» TEXT BLOCK:
========================================================================

LOUISVILLE, Ky. — So far this month, more than 50 schools have closed in Kentucky and 186,500 students have been impacted by illness, according to the Kentucky School Boards Association.

What You Need To Know

  • 58 schools have closed or used NTI days from Nov. 3-22 due to illness

  • 186,500 students have been impacted by illness

  • Bullitt County, Shelby County and LaRue County Schools all canceled class on Tuesday

“This is different from a snow day. Sometimes you can see a snow day coming and anticipate a possible closure, but today was tough for our families and we know that which is why we wanted to make a decision and communicate that early yesterday afternoon,” Dr. Jesse Bacon, superintendent for Bullitt County Public Schools, said.

It's a message that has become pretty repetitive within Kentucky Schools this week. At the time of this article publishing, at least 58 schools have closed or used NTI days from Nov. 3-22 because of illness.

========================================================================

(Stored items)
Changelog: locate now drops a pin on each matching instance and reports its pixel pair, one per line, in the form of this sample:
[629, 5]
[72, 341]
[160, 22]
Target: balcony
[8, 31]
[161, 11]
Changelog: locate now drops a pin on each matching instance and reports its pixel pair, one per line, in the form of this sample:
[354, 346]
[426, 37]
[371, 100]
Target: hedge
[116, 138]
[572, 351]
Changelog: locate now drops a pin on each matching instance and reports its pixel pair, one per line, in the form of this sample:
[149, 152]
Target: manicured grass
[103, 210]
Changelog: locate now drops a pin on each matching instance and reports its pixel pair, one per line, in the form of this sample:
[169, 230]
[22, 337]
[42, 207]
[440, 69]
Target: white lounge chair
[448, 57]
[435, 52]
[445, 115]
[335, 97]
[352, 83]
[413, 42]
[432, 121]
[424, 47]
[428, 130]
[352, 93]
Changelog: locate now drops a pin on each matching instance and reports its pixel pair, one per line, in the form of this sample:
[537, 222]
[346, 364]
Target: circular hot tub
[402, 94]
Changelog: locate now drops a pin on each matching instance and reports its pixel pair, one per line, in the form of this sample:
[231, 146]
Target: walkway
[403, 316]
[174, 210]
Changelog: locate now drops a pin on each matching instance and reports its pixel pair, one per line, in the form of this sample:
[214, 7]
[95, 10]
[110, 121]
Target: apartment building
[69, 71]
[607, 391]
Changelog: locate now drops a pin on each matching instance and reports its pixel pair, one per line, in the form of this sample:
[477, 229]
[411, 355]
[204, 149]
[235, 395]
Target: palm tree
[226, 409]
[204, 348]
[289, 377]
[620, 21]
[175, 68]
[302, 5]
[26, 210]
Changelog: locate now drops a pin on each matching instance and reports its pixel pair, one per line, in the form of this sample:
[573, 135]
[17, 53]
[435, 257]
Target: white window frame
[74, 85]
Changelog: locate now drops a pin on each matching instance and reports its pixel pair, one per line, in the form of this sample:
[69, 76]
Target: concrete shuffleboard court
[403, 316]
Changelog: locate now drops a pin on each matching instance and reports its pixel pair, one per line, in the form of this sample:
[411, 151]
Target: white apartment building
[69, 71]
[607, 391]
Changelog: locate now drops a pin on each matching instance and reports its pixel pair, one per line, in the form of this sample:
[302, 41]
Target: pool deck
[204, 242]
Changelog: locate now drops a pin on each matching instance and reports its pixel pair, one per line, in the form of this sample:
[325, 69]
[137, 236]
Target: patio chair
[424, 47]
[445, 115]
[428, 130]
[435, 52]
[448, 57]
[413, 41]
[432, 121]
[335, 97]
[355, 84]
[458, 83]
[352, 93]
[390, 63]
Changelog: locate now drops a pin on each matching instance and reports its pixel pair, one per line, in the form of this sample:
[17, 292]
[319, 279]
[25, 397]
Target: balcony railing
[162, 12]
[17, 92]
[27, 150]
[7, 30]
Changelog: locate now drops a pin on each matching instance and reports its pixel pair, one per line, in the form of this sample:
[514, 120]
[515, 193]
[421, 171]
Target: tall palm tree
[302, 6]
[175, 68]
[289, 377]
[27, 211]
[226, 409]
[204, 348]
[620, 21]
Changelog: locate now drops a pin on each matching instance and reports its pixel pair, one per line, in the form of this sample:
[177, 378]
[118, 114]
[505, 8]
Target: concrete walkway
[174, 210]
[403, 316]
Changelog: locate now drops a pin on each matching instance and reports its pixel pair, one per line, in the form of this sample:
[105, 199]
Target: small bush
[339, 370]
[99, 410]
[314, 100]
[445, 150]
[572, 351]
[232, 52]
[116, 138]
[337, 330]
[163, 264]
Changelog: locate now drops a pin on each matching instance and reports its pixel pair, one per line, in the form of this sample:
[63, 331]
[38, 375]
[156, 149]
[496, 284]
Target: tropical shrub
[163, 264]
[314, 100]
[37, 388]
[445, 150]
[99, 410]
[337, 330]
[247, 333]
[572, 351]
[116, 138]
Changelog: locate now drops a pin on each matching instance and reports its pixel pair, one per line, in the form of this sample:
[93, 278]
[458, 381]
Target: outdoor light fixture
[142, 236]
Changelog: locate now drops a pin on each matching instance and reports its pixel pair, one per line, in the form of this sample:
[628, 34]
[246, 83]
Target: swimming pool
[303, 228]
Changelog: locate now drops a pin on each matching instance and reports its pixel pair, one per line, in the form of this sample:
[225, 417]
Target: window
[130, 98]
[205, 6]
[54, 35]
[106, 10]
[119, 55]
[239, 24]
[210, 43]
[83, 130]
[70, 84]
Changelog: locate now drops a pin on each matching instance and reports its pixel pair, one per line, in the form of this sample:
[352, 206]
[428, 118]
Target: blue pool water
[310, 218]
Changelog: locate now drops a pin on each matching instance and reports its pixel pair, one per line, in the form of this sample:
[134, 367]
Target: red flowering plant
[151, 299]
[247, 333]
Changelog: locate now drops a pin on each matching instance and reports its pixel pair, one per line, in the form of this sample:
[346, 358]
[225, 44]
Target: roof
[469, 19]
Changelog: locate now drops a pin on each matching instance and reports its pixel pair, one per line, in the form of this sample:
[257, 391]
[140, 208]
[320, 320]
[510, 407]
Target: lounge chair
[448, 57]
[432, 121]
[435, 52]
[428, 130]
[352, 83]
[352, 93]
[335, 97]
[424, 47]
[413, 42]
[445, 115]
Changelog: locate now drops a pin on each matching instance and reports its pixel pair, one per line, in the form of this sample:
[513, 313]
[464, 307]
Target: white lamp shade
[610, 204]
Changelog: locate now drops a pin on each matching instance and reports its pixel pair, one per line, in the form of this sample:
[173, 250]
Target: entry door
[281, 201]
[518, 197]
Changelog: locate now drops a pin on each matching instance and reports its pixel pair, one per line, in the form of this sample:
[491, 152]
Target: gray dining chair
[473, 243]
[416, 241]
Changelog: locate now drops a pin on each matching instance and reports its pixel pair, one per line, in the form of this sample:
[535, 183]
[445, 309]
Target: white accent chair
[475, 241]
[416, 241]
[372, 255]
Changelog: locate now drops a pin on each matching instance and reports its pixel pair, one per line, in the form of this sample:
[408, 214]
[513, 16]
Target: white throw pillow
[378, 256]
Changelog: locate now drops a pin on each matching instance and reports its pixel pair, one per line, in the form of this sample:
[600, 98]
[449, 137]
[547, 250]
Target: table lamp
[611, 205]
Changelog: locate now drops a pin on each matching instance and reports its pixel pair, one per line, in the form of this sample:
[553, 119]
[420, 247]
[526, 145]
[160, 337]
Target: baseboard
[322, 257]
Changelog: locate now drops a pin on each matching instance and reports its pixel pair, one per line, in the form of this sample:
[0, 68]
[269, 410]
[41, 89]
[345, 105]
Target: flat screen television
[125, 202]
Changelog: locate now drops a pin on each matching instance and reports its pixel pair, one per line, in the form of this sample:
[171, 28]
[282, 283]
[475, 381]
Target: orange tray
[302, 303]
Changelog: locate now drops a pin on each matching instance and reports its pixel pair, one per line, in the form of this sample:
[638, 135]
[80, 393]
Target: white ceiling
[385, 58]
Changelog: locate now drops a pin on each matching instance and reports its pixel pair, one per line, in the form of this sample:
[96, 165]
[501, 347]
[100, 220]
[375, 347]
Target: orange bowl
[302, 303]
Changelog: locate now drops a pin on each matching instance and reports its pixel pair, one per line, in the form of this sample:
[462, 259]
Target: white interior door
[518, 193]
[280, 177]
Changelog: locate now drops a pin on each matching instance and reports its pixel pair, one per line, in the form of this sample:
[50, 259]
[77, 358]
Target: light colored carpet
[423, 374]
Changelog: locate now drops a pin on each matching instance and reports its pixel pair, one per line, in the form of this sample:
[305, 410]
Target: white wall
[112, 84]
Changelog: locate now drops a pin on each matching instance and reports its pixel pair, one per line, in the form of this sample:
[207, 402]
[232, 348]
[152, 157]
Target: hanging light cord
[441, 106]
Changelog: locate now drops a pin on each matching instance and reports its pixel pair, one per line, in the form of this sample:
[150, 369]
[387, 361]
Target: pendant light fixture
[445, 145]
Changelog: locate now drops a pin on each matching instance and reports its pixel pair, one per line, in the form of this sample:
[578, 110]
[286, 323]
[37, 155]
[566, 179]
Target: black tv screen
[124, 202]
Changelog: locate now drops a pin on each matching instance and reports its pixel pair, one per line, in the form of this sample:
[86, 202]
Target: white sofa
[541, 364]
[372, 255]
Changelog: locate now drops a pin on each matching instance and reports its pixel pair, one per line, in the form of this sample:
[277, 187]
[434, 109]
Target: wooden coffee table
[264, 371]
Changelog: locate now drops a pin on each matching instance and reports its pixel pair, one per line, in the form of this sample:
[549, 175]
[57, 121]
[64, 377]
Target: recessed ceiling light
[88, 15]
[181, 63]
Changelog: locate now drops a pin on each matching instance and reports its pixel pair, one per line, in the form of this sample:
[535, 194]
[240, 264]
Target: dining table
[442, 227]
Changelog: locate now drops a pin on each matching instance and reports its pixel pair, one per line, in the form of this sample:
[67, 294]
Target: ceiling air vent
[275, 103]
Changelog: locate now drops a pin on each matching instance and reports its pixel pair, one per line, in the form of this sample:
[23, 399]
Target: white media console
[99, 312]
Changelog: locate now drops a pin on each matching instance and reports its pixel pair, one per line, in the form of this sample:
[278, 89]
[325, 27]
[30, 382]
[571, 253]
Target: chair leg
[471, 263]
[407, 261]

========================================================================

» EXERCISE SET:
A) In the Kentucky school closures article, reproduce the passage from "What You Need" up to and including "because of illness.".
B) According to the Kentucky school closures article, which school districts canceled class on Tuesday?

» ANSWERS FOR THIS EXERCISE:
A)
What You Need To Know

  • 58 schools have closed or used NTI days from Nov. 3-22 due to illness

  • 186,500 students have been impacted by illness

  • Bullitt County, Shelby County and LaRue County Schools all canceled class on Tuesday

“This is different from a snow day. Sometimes you can see a snow day coming and anticipate a possible closure, but today was tough for our families and we know that which is why we wanted to make a decision and communicate that early yesterday afternoon,” Dr. Jesse Bacon, superintendent for Bullitt County Public Schools, said.

It's a message that has become pretty repetitive within Kentucky Schools this week. At the time of this article publishing, at least 58 schools have closed or used NTI days from Nov. 3-22 because of illness.

B) Bullitt County, Shelby County and LaRue County Schools.